Inmitten dieser herzzerreißenden Szene – der Schmerz verstärkt durch das Entsetzen in den Augen der verängstigten Kinder – sagten wir ihnen, wir seien da, um der Welt von ihrem Leid zu berichten, vor der Welt zu bezeugen, dass es keinen lauteren Ruf nach Frieden gebe als das Schweigen eines Kindes im Keller einer Schule, in dem es vor dem Bombenhagel Schutz gesucht hat. Dann gingen wir nach draußen und sahen sechs weitere Leichen in der Nebenstraße liegen: einen Mann mit einem Laib Brot unter dem Arm, eine Frau bei einer Bushaltestelle, zwei verkohlte Leichen in einem Kleinbus, der von einer der Raketen getroffen worden war, und zwei ältere Männer vor ihrem zerstörten Kleinbus. Dann setzte der Beschuss wieder ein und wir mussten uns Deckung suchen.
Noch am selben Tag schrieben wir einen Spot-Bericht über den Zwischenfall, der bald darauf von der OSZE-Zentrale in Wien veröffentlicht wurde. Viele Delegationen und führende Politiker weltweit reagierten auf die von uns gelieferte Information. Wir hatten die Aufmerksamkeit der Welt auf den Zwischenfall gelenkt und hofften aufrichtig, damit dem Versprechen nachgekommen zu sein, das wir den verstörten Kindern und ihren Eltern in dem Keller gegeben hatten.“
Ein Dorf an der Front wird nicht vergessen
„Anfang März besuchte ein OSZE-Beobachterteam das Dorf Donezkij in der Oblast Luhansk. Es liegt direkt an der Kontaktlinie in der Nähe der Stadt Kirowsk und wurde während des Konflikts immer wieder beschossen. Dabei wurden fast alle Gebäude im Ort beschädigt, auch die Schule, die Klinik, das Feuerwehrhaus und das Gemeinderatsgebäude. Den Beobachtern bot sich ein Bild der Verwüstung. Zerborstene Fenster, eingestürzte Dächer.
Die Dorfbewohner erzählten ihnen, dass die größten Schäden im Zuge der Kampfhandlungen Ende Januar entstanden seien. Von den 3 500 Bewohnern vor Ausbruch des Konflikts seien nur etwa 500 geblieben. Die Gas- und Stromversorgung sei unterbrochen und Wasser müsse mit Tankwagen herbeigeschafft werden. Die Menschen lebten in Kellern ohne die grundlegendsten Versorgungsdienste. Mangels Heizung hätten die Bewohner vor den Wohnhäusern Feuerstellen für die Zubereitung ihrer Mahlzeiten improvisiert. Essen werde auch in einer Suppenküche ausgegeben, die von den Streitkräften der sogenannten „Volksrepublik Luhansk“ („LPR“) mit Lebensmitteln beliefert werde.

------------------------

→ Zu erledigende Aufgaben
1. Gib aus dem Bericht der OSZE-Beobachter oben den Abschnitt von „Die Dorfbewohner erzählten“ bis einschließlich „Lebensmitteln beliefert werde.“ wortgetreu aus.
2. Führe den Bericht der OSZE-Beobachter über das Dorf Donezkij oben im Anschluss an seinen letzten Satz weiter.
Die anschließende Liste stammt aus einer anderen Quelle als der Bericht der OSZE-Beobachter.

------------------------

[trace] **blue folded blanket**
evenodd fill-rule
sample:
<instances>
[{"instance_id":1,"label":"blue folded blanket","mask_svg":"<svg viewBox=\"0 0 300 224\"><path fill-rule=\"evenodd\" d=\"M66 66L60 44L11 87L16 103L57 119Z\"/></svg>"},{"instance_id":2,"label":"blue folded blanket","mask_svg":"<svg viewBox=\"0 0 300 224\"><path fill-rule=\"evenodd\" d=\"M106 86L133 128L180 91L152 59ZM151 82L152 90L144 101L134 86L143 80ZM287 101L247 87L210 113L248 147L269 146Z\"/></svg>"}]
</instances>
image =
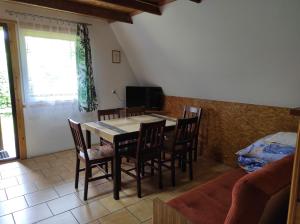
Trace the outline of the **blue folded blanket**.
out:
<instances>
[{"instance_id":1,"label":"blue folded blanket","mask_svg":"<svg viewBox=\"0 0 300 224\"><path fill-rule=\"evenodd\" d=\"M238 164L248 173L262 168L264 165L282 159L295 152L295 147L260 139L245 149L238 151Z\"/></svg>"}]
</instances>

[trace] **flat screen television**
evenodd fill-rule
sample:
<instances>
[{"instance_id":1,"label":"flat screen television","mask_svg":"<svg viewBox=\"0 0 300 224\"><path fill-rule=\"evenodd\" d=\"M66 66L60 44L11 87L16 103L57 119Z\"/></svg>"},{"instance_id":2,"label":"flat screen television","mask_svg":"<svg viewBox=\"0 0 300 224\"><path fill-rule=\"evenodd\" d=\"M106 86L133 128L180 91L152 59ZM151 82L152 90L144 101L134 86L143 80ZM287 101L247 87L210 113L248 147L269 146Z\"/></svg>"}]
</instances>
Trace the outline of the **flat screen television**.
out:
<instances>
[{"instance_id":1,"label":"flat screen television","mask_svg":"<svg viewBox=\"0 0 300 224\"><path fill-rule=\"evenodd\" d=\"M127 86L126 106L140 107L147 110L161 110L163 107L164 94L161 87Z\"/></svg>"}]
</instances>

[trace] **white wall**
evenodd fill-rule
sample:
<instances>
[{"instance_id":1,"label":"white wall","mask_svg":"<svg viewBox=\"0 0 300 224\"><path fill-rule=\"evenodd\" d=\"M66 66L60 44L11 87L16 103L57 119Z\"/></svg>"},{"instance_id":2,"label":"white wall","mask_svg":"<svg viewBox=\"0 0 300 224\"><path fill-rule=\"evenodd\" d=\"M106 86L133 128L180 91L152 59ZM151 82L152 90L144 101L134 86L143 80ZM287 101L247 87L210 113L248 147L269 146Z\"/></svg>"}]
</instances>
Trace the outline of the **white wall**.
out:
<instances>
[{"instance_id":1,"label":"white wall","mask_svg":"<svg viewBox=\"0 0 300 224\"><path fill-rule=\"evenodd\" d=\"M125 86L136 84L137 81L125 55L122 55L121 64L111 63L111 51L120 49L120 46L106 21L6 2L0 2L0 18L14 19L5 12L7 9L91 23L89 30L93 69L100 108L122 106L122 103L112 95L112 89L117 89L121 98L124 98ZM74 146L67 124L68 117L79 121L96 120L96 112L79 113L76 105L26 107L24 112L29 157ZM94 138L94 142L96 141L98 139Z\"/></svg>"},{"instance_id":2,"label":"white wall","mask_svg":"<svg viewBox=\"0 0 300 224\"><path fill-rule=\"evenodd\" d=\"M141 84L167 95L300 104L300 1L177 0L111 24Z\"/></svg>"}]
</instances>

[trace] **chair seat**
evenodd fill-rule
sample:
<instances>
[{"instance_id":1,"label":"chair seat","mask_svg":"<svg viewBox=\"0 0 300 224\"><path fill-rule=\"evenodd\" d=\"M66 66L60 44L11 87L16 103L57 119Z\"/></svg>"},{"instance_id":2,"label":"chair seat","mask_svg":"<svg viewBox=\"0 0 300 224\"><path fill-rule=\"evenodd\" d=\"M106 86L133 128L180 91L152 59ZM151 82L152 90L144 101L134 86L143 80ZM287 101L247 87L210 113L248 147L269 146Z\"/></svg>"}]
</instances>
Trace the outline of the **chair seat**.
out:
<instances>
[{"instance_id":1,"label":"chair seat","mask_svg":"<svg viewBox=\"0 0 300 224\"><path fill-rule=\"evenodd\" d=\"M87 149L89 160L105 159L113 157L114 150L111 145L102 145L95 148ZM79 156L83 159L84 153L80 152Z\"/></svg>"}]
</instances>

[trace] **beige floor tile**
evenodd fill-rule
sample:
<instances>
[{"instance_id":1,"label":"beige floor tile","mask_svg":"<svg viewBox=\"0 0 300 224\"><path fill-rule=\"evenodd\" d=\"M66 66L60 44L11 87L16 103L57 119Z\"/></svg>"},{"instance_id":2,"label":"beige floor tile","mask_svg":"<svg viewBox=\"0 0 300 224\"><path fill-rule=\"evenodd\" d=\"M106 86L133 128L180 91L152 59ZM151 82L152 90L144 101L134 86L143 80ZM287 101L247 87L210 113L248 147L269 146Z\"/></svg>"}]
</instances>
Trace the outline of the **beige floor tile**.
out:
<instances>
[{"instance_id":1,"label":"beige floor tile","mask_svg":"<svg viewBox=\"0 0 300 224\"><path fill-rule=\"evenodd\" d=\"M63 184L63 179L60 176L51 176L48 178L41 178L34 182L39 190L51 188L54 185Z\"/></svg>"},{"instance_id":2,"label":"beige floor tile","mask_svg":"<svg viewBox=\"0 0 300 224\"><path fill-rule=\"evenodd\" d=\"M18 185L18 181L17 181L17 178L15 177L12 177L12 178L5 178L5 179L2 179L0 180L0 189L4 189L4 188L7 188L7 187L13 187L13 186L16 186Z\"/></svg>"},{"instance_id":3,"label":"beige floor tile","mask_svg":"<svg viewBox=\"0 0 300 224\"><path fill-rule=\"evenodd\" d=\"M13 213L16 224L31 224L52 216L46 204L36 205Z\"/></svg>"},{"instance_id":4,"label":"beige floor tile","mask_svg":"<svg viewBox=\"0 0 300 224\"><path fill-rule=\"evenodd\" d=\"M106 198L100 199L100 202L110 212L115 212L117 210L124 208L124 205L119 200L115 200L111 195Z\"/></svg>"},{"instance_id":5,"label":"beige floor tile","mask_svg":"<svg viewBox=\"0 0 300 224\"><path fill-rule=\"evenodd\" d=\"M54 189L46 189L25 195L29 206L34 206L58 198Z\"/></svg>"},{"instance_id":6,"label":"beige floor tile","mask_svg":"<svg viewBox=\"0 0 300 224\"><path fill-rule=\"evenodd\" d=\"M93 201L89 204L71 210L79 223L88 223L99 219L110 212L103 207L100 201Z\"/></svg>"},{"instance_id":7,"label":"beige floor tile","mask_svg":"<svg viewBox=\"0 0 300 224\"><path fill-rule=\"evenodd\" d=\"M136 224L140 223L140 221L134 217L130 212L126 209L122 209L120 211L116 211L110 215L107 215L103 218L100 218L101 224Z\"/></svg>"},{"instance_id":8,"label":"beige floor tile","mask_svg":"<svg viewBox=\"0 0 300 224\"><path fill-rule=\"evenodd\" d=\"M127 207L127 209L134 214L141 222L147 221L152 217L153 202L145 199L134 205Z\"/></svg>"},{"instance_id":9,"label":"beige floor tile","mask_svg":"<svg viewBox=\"0 0 300 224\"><path fill-rule=\"evenodd\" d=\"M6 197L5 190L0 190L0 202L6 201L6 200L7 200L7 197Z\"/></svg>"},{"instance_id":10,"label":"beige floor tile","mask_svg":"<svg viewBox=\"0 0 300 224\"><path fill-rule=\"evenodd\" d=\"M27 203L24 197L13 198L7 201L0 202L0 216L7 215L27 208Z\"/></svg>"},{"instance_id":11,"label":"beige floor tile","mask_svg":"<svg viewBox=\"0 0 300 224\"><path fill-rule=\"evenodd\" d=\"M74 216L70 212L53 216L49 219L38 222L39 224L78 224Z\"/></svg>"},{"instance_id":12,"label":"beige floor tile","mask_svg":"<svg viewBox=\"0 0 300 224\"><path fill-rule=\"evenodd\" d=\"M35 191L37 191L37 187L34 184L21 184L18 186L5 189L8 199L16 198L24 194L29 194Z\"/></svg>"},{"instance_id":13,"label":"beige floor tile","mask_svg":"<svg viewBox=\"0 0 300 224\"><path fill-rule=\"evenodd\" d=\"M14 219L12 217L12 214L0 217L0 223L3 223L3 224L15 224Z\"/></svg>"},{"instance_id":14,"label":"beige floor tile","mask_svg":"<svg viewBox=\"0 0 300 224\"><path fill-rule=\"evenodd\" d=\"M136 193L128 194L128 193L124 193L124 191L121 191L119 201L126 207L141 201L141 199L136 196Z\"/></svg>"},{"instance_id":15,"label":"beige floor tile","mask_svg":"<svg viewBox=\"0 0 300 224\"><path fill-rule=\"evenodd\" d=\"M59 213L79 207L82 204L79 198L77 198L74 194L70 194L62 198L49 201L48 205L53 214L57 215Z\"/></svg>"},{"instance_id":16,"label":"beige floor tile","mask_svg":"<svg viewBox=\"0 0 300 224\"><path fill-rule=\"evenodd\" d=\"M149 219L149 220L143 222L142 224L153 224L153 220L152 220L152 218L151 218L151 219Z\"/></svg>"},{"instance_id":17,"label":"beige floor tile","mask_svg":"<svg viewBox=\"0 0 300 224\"><path fill-rule=\"evenodd\" d=\"M14 176L17 176L17 175L21 175L21 174L23 174L23 173L25 173L24 170L22 170L22 169L19 168L19 167L15 167L15 168L10 169L10 170L2 171L2 172L1 172L1 177L2 177L3 179L5 179L5 178L10 178L10 177L14 177Z\"/></svg>"},{"instance_id":18,"label":"beige floor tile","mask_svg":"<svg viewBox=\"0 0 300 224\"><path fill-rule=\"evenodd\" d=\"M59 196L64 196L83 189L83 186L79 183L78 190L77 190L75 189L75 182L69 182L69 183L57 185L54 188L56 192L59 194Z\"/></svg>"},{"instance_id":19,"label":"beige floor tile","mask_svg":"<svg viewBox=\"0 0 300 224\"><path fill-rule=\"evenodd\" d=\"M89 222L89 224L102 224L102 223L99 220L95 220L95 221Z\"/></svg>"},{"instance_id":20,"label":"beige floor tile","mask_svg":"<svg viewBox=\"0 0 300 224\"><path fill-rule=\"evenodd\" d=\"M88 199L103 198L111 195L113 192L113 184L111 182L105 182L97 186L89 186ZM83 200L83 190L78 192L79 198Z\"/></svg>"},{"instance_id":21,"label":"beige floor tile","mask_svg":"<svg viewBox=\"0 0 300 224\"><path fill-rule=\"evenodd\" d=\"M36 180L44 178L44 175L39 171L36 173L25 173L18 175L16 178L18 179L19 184L30 184Z\"/></svg>"}]
</instances>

------------------------

→ Lösungen der Aufgaben
1.
Die Dorfbewohner erzählten ihnen, dass die größten Schäden im Zuge der Kampfhandlungen Ende Januar entstanden seien. Von den 3 500 Bewohnern vor Ausbruch des Konflikts seien nur etwa 500 geblieben. Die Gas- und Stromversorgung sei unterbrochen und Wasser müsse mit Tankwagen herbeigeschafft werden. Die Menschen lebten in Kellern ohne die grundlegendsten Versorgungsdienste. Mangels Heizung hätten die Bewohner vor den Wohnhäusern Feuerstellen für die Zubereitung ihrer Mahlzeiten improvisiert. Essen werde auch in einer Suppenküche ausgegeben, die von den Streitkräften der sogenannten „Volksrepublik Luhansk“ („LPR“) mit Lebensmitteln beliefert werde.

2.
Als weitere Erschwernis für die örtliche Bevölkerung wurde eine Brücke auf der Straße nach Kirowsk zerstört, so dass das Dorf nur über schlammige Feldwege erreichbar ist. Angst macht den Bewohnern außerdem der Beschuss durch Heckenschützen in den Randgebieten der Siedlung und die Minengefahr. Dennoch trotzen die Bewohner allen Widrigkeiten. Einige haben als Zeichen ihres Durchhaltewillens an die Türen ihrer zerstörten Wohnhäuser die Worte „Wir leben“ geschrieben.
In Ortschaften an der Front wie Donezkij zu gelangen, war vor der Waffenruhe nach Unterzeichnung des Minsker „Maßnahmenpakets für die Umsetzung der Minsker Vereinbarungen“ am 12. Februar in Minsk außerordentlich schwierig. Die Dorfbewohner sagten den OSZE‑Beobachtern, sie seien die ersten internationalen Vertreter, die gekommen waren. Sie baten sie um dringend benötigte Hilfe.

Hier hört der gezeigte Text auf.